- Brief: Write out the following lines word for word, keeping every character as it appears.

- Exercise input:
--- START ---
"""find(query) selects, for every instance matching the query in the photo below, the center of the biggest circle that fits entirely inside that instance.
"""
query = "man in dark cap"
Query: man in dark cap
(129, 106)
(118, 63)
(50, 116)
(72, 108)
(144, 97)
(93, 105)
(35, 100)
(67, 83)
--- END ---
- Final result:
"""find(query) selects, for every instance matching the query in the photo below, the center of the biggest circle that fits entirely inside that instance.
"""
query = "man in dark cap"
Query: man in dark cap
(129, 106)
(118, 63)
(50, 116)
(72, 108)
(144, 97)
(93, 105)
(35, 100)
(67, 83)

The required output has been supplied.